BEGIN Dataset entries
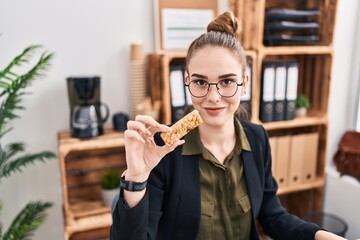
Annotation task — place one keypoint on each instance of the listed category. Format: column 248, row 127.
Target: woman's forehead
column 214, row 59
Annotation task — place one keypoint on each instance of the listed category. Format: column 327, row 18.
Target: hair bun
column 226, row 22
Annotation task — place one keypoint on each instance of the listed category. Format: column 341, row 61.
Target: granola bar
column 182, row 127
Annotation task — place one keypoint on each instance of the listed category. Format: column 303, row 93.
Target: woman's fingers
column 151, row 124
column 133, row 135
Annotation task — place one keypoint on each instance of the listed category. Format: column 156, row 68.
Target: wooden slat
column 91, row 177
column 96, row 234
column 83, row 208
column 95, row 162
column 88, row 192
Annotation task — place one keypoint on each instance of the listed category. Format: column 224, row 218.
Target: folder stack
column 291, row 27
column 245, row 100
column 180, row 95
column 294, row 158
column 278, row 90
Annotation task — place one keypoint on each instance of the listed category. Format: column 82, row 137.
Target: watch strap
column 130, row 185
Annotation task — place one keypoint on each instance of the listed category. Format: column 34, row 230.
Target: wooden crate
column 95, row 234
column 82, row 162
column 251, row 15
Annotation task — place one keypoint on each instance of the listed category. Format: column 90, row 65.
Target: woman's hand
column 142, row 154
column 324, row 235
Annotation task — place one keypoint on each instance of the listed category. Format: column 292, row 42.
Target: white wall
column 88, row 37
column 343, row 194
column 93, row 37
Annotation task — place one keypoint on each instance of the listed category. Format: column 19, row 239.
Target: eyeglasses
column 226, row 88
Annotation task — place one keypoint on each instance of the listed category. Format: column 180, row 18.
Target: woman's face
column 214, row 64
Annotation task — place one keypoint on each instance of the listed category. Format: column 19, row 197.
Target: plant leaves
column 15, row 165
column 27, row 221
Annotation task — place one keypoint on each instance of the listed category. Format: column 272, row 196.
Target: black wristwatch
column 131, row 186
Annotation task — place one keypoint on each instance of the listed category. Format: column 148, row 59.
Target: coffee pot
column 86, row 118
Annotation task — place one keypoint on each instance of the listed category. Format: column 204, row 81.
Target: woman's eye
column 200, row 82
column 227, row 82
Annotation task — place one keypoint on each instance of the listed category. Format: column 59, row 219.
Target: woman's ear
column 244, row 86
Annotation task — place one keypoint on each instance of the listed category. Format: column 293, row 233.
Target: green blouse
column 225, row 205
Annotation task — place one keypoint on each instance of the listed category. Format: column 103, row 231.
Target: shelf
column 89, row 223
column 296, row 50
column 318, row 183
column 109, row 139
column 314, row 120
END Dataset entries
BEGIN Dataset entries
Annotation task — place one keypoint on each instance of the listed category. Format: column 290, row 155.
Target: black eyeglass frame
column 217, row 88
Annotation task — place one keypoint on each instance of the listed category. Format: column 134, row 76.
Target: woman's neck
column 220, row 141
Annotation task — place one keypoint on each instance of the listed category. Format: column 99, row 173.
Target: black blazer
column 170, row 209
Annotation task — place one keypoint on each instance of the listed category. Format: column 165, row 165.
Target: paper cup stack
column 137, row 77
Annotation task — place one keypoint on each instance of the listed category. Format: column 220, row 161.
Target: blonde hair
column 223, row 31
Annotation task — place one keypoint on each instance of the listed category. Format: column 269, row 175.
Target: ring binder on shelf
END Dataset entries
BEGIN Dataset entries
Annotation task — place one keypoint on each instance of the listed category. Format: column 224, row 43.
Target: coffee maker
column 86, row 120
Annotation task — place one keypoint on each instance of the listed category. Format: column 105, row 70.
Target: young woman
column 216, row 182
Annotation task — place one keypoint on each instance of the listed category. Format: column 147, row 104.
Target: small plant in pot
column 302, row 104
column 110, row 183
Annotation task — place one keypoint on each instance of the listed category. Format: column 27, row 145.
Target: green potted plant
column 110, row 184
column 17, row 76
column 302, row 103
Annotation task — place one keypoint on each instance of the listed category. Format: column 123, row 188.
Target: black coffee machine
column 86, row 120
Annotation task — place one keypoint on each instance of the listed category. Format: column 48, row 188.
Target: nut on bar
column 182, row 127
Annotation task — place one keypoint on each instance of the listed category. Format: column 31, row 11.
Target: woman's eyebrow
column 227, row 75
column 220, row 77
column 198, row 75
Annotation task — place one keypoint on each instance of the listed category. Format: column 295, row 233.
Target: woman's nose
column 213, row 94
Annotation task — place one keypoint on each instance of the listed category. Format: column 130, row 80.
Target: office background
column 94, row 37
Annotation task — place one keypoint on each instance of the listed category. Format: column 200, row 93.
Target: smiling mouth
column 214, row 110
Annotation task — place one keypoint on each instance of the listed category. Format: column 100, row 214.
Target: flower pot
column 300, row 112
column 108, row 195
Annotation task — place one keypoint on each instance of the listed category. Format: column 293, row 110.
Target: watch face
END Dataset entries
■ Task brief
Every line above from the line with "341, row 61." to the line with "19, row 239.", inclusive, must be returned exactly; no other line belongs in the reply.

■ Expected answer
Annotation task — place one keypoint on each instance of the listed category. Format: column 341, row 61.
Target: granola bar
column 182, row 127
Annotation task — place one keypoint on each instance of the listed category. Format: column 303, row 93.
Target: woman's fingers
column 151, row 124
column 133, row 135
Annotation task — place one keypoint on each instance of the listed category. Format: column 156, row 68.
Target: wooden slat
column 91, row 177
column 96, row 234
column 83, row 208
column 95, row 162
column 88, row 192
Annotation task — place one keypoint on each instance of the listed category. Format: column 224, row 218.
Target: folder stack
column 291, row 27
column 245, row 100
column 180, row 95
column 294, row 158
column 278, row 90
Annotation task — place one keypoint on each instance of the listed category. Format: column 82, row 137.
Target: watch strap
column 130, row 185
Annotation task — place one keypoint on each instance of the listed category. Format: column 34, row 230.
Target: wooden crate
column 95, row 234
column 82, row 162
column 251, row 15
Annotation task — place one keypoint on each instance of the listed category. Format: column 90, row 65.
Target: woman's hand
column 142, row 154
column 324, row 235
Annotation task — place one keypoint on each instance of the listed category. Format: column 292, row 42.
Target: white wall
column 88, row 37
column 343, row 194
column 93, row 37
Annotation task — place one keypoint on each instance of the listed category. Format: column 19, row 239.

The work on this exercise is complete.